TASK TO CARRY OUT
Retype the entries exactly, keeping every line intact.

(Extracted records)
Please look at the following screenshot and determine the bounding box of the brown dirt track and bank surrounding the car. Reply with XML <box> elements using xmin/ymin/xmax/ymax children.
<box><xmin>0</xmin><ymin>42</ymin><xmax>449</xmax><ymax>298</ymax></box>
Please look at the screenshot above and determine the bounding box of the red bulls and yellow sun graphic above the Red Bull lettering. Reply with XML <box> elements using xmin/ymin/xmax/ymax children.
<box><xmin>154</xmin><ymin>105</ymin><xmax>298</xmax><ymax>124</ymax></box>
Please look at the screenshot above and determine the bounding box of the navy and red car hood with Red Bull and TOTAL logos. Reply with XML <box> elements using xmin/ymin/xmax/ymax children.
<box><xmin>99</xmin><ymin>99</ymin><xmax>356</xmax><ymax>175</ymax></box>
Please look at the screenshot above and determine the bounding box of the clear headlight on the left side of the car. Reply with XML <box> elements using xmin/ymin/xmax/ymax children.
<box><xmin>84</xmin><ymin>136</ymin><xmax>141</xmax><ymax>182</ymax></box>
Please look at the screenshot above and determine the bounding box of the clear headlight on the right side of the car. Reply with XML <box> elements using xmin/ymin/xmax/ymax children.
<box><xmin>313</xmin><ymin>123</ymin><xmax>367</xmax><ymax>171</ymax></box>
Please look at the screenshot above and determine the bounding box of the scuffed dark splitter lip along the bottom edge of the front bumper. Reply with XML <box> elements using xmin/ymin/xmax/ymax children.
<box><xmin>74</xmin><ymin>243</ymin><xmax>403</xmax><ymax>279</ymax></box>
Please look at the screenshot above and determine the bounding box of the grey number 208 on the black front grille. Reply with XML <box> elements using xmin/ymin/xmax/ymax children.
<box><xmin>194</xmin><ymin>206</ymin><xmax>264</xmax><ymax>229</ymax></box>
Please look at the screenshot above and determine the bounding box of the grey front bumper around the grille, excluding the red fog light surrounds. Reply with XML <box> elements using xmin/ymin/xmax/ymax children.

SOLUTION TO THE EXERCISE
Please look at the following screenshot and determine the bounding box of the brown dirt track and bank surrounding the car. Reply with XML <box> elements using xmin/ymin/xmax/ymax children.
<box><xmin>0</xmin><ymin>42</ymin><xmax>449</xmax><ymax>298</ymax></box>
Please look at the screenshot above and determine the bounding box of the red bulls and yellow sun graphic above the Red Bull lettering. Reply with XML <box> elements using xmin/ymin/xmax/ymax children.
<box><xmin>154</xmin><ymin>105</ymin><xmax>298</xmax><ymax>124</ymax></box>
Please look at the screenshot above and determine the bounding box of the navy and red car hood with Red Bull and TOTAL logos. Reply with XML <box> elements using xmin/ymin/xmax/ymax children.
<box><xmin>99</xmin><ymin>99</ymin><xmax>356</xmax><ymax>175</ymax></box>
Please look at the screenshot above and determine the bounding box of the clear headlight on the left side of the car. Reply with XML <box> elements using xmin/ymin/xmax/ymax children.
<box><xmin>84</xmin><ymin>136</ymin><xmax>141</xmax><ymax>182</ymax></box>
Please look at the screenshot above and determine the bounding box of the clear headlight on the right side of the car. Reply with XML <box> elements using xmin/ymin/xmax/ymax children.
<box><xmin>313</xmin><ymin>123</ymin><xmax>367</xmax><ymax>171</ymax></box>
Please look at the screenshot above and determine the bounding box of the scuffed dark splitter lip along the bottom edge of the front bumper. Reply with XML <box> elements using xmin/ymin/xmax/ymax children.
<box><xmin>74</xmin><ymin>243</ymin><xmax>403</xmax><ymax>279</ymax></box>
Please look at the screenshot above and determine the bounding box of the grey number 208 on the black front grille. Reply with XML <box> elements using xmin/ymin/xmax/ymax children.
<box><xmin>194</xmin><ymin>206</ymin><xmax>264</xmax><ymax>229</ymax></box>
Please look at the screenshot above and determine the bounding box of the grey front bumper around the grille, excluding the red fog light surrounds. Reply with XML <box> elements using xmin/ymin/xmax/ymax children.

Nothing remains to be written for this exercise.